### PROBLEM TO WORK ON
Using the listing that follows, filter out every line lacking the string "query" and return the rest.

### MATERIAL FOR THIS EXERCISE
┌──

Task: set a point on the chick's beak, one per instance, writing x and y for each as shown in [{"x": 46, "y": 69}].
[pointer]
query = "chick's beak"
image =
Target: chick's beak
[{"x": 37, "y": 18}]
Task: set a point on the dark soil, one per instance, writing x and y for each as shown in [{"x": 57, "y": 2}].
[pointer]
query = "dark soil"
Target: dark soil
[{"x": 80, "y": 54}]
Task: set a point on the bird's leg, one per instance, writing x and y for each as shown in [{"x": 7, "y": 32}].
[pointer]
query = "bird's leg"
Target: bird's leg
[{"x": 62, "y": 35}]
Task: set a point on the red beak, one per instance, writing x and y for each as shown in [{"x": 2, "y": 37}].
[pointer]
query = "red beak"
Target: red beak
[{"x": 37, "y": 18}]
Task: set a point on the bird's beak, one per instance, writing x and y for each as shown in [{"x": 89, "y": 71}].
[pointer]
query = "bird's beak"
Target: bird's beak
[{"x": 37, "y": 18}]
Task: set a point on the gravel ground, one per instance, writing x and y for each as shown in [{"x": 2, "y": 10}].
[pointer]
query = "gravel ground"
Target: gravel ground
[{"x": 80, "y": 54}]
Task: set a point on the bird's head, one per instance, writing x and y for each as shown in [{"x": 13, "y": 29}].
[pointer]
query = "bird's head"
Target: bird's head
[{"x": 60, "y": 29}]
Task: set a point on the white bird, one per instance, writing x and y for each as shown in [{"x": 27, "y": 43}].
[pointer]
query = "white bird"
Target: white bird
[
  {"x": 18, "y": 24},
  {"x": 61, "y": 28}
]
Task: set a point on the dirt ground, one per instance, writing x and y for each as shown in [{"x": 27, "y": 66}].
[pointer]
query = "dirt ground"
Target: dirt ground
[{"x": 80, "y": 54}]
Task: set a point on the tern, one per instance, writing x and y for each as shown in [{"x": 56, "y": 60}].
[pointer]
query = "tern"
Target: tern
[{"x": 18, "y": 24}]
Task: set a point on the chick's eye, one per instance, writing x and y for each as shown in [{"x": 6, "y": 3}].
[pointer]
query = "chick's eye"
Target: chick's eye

└──

### ANSWER TO THIS PROBLEM
query = "chick's beak"
query = "dark soil"
query = "bird's leg"
query = "red beak"
query = "bird's beak"
query = "gravel ground"
query = "bird's head"
query = "white bird"
query = "dirt ground"
query = "tern"
query = "chick's eye"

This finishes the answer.